With one of the strongest chemical bonds, per- and polyfluoroalkyl substances (PFAS) upend conventional approaches and call for creative solutions. In our Februrary 2019 PFAS Newsletter we introduced two treatment technologies—granular activated carbon (GAC) and anion exchange resin (AIX). These methods use a sorbent (GAC or AIX) to separate PFAS from a drinking water or groundwater source. Though successful pilot and full-scale applications have elevated the profile of these separation technologies, they have not entirely solved the PFAS problem.
Recirculating PFAS in the environment from one media to another without destruction draws significant concern globally. Currently, there is no clear guidance on managing PFAS-laden wastes. As such, spent GAC or AIX are often disposed in local landfills or are incinerated at temperature below 1000°C, which removes PFAS from spent sorbent but does not destroy them. In addition, there are concerns about accidental PFAS releases during shipping and handling PFAS-laden wastes off site. To effectively neutralize PFAS as a threat to human health, researchers are increasingly testing the power of destruction technologies.
When Destruction Works
- AFFF concentrates
- Groundwater within PFAS source areas
- Remediation waste streams (such as wastewater generated from regeneration of GAC or regenerable ion exchange resin, foam fractionation, soil washing, rejected reverse osmosis concentrates, chemical or electro-coagulation)
- Landfill leachate
Destruction technology...can completely defluorinate PFAAs (such as PFOS and PFOA) to innocuous end products.
Because of the emerging market for destructive PFAS technologies, they are often promoted hastily without demonstrating complete defluorination and without confidence the technology can meet stringent effluent discharge requirements. Carefully consider the applicability of these technologies for a specific site and/or application before investment in full-scale treatment systems.

» **Material provided**

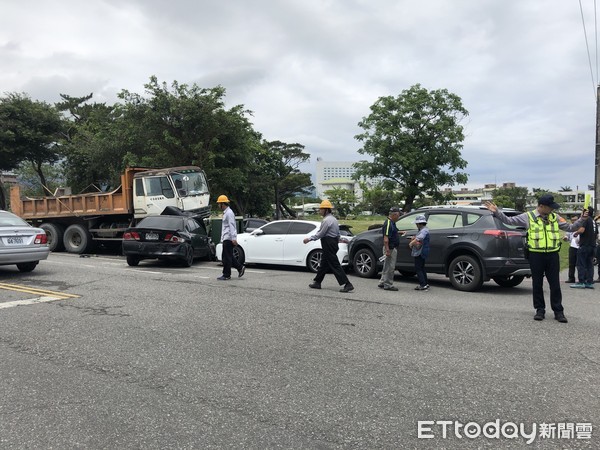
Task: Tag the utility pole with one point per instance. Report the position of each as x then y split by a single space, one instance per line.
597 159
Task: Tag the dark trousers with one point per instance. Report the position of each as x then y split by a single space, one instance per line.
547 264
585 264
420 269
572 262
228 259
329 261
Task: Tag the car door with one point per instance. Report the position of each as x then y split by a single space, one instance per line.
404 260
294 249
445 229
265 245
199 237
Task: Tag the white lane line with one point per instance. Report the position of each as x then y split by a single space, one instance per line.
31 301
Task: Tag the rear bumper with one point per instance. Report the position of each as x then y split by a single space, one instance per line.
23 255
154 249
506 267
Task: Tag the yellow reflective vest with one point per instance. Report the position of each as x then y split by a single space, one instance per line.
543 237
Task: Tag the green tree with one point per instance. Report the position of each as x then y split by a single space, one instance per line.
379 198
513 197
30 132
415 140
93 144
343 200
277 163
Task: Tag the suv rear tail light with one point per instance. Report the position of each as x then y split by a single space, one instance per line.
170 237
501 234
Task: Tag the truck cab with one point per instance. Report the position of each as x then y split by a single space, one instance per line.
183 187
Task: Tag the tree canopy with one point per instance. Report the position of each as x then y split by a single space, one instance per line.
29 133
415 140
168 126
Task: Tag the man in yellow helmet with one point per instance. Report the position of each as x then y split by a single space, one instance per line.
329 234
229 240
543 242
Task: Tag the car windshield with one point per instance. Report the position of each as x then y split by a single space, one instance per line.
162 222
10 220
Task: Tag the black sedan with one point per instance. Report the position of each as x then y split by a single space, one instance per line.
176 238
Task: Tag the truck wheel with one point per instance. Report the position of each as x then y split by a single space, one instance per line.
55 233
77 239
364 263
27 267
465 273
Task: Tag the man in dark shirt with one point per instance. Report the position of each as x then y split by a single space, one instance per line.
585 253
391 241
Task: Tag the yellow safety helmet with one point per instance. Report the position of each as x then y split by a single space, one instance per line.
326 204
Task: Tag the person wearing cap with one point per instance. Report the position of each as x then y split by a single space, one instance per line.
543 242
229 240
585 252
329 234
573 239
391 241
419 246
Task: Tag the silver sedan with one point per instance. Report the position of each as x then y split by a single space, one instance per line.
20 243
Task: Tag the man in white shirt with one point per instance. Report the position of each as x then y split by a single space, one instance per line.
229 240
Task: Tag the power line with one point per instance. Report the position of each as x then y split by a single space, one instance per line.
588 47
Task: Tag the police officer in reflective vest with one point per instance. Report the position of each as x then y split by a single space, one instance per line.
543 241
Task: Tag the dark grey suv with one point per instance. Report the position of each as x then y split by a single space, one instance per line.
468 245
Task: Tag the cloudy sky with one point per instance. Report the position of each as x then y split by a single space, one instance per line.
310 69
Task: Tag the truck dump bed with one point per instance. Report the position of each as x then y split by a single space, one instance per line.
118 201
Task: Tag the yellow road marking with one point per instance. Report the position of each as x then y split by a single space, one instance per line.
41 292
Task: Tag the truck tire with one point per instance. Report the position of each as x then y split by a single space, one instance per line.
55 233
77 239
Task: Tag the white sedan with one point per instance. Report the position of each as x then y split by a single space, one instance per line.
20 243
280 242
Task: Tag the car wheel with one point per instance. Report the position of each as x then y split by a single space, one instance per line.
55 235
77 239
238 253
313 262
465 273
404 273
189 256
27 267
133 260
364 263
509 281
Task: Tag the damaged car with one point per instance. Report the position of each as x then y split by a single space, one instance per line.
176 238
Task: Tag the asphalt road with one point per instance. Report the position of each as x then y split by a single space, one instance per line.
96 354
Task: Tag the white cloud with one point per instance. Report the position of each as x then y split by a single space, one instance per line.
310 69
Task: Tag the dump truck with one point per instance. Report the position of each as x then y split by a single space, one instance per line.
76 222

» **Exercise tasks**
a) In the PFAS treatment text, which two treatment technologies were introduced in the February 2019 PFAS Newsletter?
b) Do these statements agree with the PFAS treatment text? (i) There is currently clear guidance on managing PFAS-laden wastes. (ii) Incinerating spent sorbent at temperatures below 1000°C destroys the PFAS. (iii) Landfill leachate is listed under "When Destruction Works."
c) Carry on the PFAS treatment text from its last sentence.

» **Results in order**
a) Granular activated carbon (GAC) and anion exchange resin (AIX).

b)
(i) No: "Currently, there is no clear guidance on managing PFAS-laden wastes."
(ii) No: "removes PFAS from spent sorbent but does not destroy them"
(iii) Yes: "Landfill leachate"

c)
The development and commercialization of PFAS destruction technologies will not be easy. Several ex-situ destructive technologies have moved from flask to field, which include sonolysis, electrochemical oxidation and ultraviolet oxidative/reductive destruction. Careful consideration and understanding of PFAS transformation and defluorination must be incorporated into the technology evaluation for a particular site/application with thoughtful design of bench and pilot scale systems to demonstrate technology and incorporate economic feasibility in the selection process.
The Road Ahead
Consideration of balanced technology benefits and limitations that should be discussed with technology providers include:
- High energy demand and feasibility of high energy/cost at the scale required for the system
- Health and safety concerns
- Feasibility of operating large-scale systems, if required
- Incomplete PFAS destruction resulting in accumulation of fluorinated intermediates that are generated but not measurable
- Feasibility of achieving stringent (i.e. very low) treatment requirements
- Effectiveness in destroying all PFAS chemicals, including short chain PFAS
- Generation of non-PFAS toxic byproducts
At CDM Smith, our approach to assessing PFAS destructive technologies includes treatability testing at the bench, pilot and full-scale using three lines of evidence, which results in more accurate verification of PFAS destruction. And our collaborations with universities and research foundations allow us to explore the latest analytical methods for understanding the destructive mechanisms, including Total Oxidizable Precursor Assay, nontarget PFAS analysis, and total extractable organic fluorine analysis.